- **Metin Bölümü**:
══════════

Osmanlı Türkçesi Edebiyatı - 17. Yüzyıl


17. yüzyılda Osmanlı Edebiyatı içerisinde, halka daha dönük bir edebiyat ortaya çıkmıştır. Bu bakımdan 17. asır, Osmanlı Halk Edebiyatının altın çağını meydan getirmiştir. Serpinti ve tesirleri, 18. asır Osmanlı Türk Saray Edebiyatına da ulaşan bu edebiyat sayesinde, Divan şiirinde bile mahallîlik ortaya çıkmış, hattâ devrin Nedim gibi ünlü şâirleri, bu cereyanın içinde türkü bile yazmıştır.
On yedinci asırda Halk Edebiyatı, yine tekke ve saz kolu olmak üzere, ikili bir durum içindedir. Aslında bu durum, Osmanlı Türk Edebiyatının başlangıcından beri var olup, onun bir devamı şeklindedir.

══════════

- **Kayıtlardan Alıntılar**:
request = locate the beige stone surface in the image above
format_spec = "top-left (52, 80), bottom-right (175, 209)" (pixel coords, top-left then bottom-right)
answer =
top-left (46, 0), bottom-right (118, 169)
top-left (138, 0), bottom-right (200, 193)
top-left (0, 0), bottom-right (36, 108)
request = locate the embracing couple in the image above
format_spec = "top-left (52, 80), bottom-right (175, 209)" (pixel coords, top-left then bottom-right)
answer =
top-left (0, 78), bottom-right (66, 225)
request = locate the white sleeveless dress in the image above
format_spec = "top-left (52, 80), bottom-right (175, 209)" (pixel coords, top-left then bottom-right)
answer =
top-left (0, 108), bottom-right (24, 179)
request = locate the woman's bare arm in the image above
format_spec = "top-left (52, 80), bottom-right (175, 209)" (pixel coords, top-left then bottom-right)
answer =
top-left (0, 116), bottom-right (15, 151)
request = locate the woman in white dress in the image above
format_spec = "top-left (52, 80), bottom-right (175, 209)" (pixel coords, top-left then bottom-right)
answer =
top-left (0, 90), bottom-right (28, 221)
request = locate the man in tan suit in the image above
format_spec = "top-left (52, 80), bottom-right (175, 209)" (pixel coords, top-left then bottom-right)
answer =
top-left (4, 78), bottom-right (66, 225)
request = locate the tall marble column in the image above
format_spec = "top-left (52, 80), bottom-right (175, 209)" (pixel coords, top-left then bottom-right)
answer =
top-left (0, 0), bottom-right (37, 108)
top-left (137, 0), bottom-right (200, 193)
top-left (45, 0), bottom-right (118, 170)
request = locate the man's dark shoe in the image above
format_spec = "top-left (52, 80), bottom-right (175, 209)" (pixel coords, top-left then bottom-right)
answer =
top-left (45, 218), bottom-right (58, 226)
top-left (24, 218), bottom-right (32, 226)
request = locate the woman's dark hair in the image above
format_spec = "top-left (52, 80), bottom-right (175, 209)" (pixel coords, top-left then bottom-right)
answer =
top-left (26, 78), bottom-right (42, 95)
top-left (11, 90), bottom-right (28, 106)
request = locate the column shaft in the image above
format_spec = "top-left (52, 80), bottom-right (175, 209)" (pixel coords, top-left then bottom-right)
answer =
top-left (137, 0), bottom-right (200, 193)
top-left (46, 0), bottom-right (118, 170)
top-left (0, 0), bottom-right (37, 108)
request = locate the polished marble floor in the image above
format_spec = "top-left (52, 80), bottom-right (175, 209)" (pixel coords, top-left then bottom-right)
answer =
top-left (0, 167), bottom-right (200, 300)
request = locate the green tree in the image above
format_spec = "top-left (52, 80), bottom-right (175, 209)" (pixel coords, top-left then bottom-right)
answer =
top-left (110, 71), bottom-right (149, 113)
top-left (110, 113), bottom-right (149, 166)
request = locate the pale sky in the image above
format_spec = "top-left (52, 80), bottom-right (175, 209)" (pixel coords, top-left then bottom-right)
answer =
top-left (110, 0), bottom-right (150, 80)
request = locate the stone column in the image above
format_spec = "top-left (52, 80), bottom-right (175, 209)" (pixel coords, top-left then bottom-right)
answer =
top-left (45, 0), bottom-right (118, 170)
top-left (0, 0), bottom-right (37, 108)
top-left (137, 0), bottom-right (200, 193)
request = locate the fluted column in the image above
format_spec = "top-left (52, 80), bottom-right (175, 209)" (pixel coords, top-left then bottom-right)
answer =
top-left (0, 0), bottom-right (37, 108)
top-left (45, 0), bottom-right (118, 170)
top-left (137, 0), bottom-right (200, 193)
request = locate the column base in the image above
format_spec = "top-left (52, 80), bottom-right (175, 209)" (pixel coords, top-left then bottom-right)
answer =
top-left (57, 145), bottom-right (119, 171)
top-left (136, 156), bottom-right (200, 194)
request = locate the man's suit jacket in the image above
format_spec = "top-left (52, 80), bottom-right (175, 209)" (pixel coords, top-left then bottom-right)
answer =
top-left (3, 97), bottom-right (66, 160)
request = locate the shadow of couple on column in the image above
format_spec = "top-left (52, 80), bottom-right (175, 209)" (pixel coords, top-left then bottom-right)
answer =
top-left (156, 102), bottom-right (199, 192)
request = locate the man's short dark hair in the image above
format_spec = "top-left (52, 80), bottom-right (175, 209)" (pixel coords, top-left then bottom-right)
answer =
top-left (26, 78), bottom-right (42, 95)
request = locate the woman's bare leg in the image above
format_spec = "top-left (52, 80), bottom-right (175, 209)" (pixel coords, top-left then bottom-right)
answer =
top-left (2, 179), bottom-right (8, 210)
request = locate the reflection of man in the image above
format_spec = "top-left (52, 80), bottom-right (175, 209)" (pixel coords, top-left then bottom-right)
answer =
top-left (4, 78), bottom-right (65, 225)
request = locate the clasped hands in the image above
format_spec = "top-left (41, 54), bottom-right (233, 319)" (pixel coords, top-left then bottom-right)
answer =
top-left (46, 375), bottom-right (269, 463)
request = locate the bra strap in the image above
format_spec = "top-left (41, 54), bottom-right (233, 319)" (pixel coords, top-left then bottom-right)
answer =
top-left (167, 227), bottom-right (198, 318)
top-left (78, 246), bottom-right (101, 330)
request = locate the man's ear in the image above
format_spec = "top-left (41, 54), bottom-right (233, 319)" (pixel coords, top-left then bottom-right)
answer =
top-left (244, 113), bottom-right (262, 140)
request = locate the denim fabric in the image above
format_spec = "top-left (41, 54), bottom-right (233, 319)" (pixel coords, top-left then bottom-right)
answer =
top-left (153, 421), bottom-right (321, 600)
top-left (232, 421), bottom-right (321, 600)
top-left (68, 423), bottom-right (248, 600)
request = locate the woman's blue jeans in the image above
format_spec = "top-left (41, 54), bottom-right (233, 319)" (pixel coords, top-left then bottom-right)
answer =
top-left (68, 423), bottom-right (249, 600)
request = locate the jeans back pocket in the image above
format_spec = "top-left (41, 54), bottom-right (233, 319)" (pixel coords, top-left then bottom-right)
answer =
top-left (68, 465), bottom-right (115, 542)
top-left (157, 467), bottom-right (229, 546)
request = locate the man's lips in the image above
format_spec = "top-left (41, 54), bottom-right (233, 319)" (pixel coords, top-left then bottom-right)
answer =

══════════

- **Alıştırmalar**:
1. 17. yüzyıl Osmanlı edebiyatı metnine göre bu asırda Halk Edebiyatı hangi iki kol hâlinde bulunmaktadır?
2. 17. yüzyıl Osmanlı edebiyatı metninden "Osmanlı Türkçesi Edebiyatı" sözleriyle başlayıp "bir devamı şeklindedir." sözleriyle biten bölümü olduğu gibi alıntılayın.
Yanıtlarınızı yalnızca metne dayandırın.

- **Çözümlü Yanıtlar**:
1. Tekke kolu ve saz kolu.

2.
Osmanlı Türkçesi Edebiyatı - 17. Yüzyıl


17. yüzyılda Osmanlı Edebiyatı içerisinde, halka daha dönük bir edebiyat ortaya çıkmıştır. Bu bakımdan 17. asır, Osmanlı Halk Edebiyatının altın çağını meydan getirmiştir. Serpinti ve tesirleri, 18. asır Osmanlı Türk Saray Edebiyatına da ulaşan bu edebiyat sayesinde, Divan şiirinde bile mahallîlik ortaya çıkmış, hattâ devrin Nedim gibi ünlü şâirleri, bu cereyanın içinde türkü bile yazmıştır.
On yedinci asırda Halk Edebiyatı, yine tekke ve saz kolu olmak üzere, ikili bir durum içindedir. Aslında bu durum, Osmanlı Türk Edebiyatının başlangıcından beri var olup, onun bir devamı şeklindedir.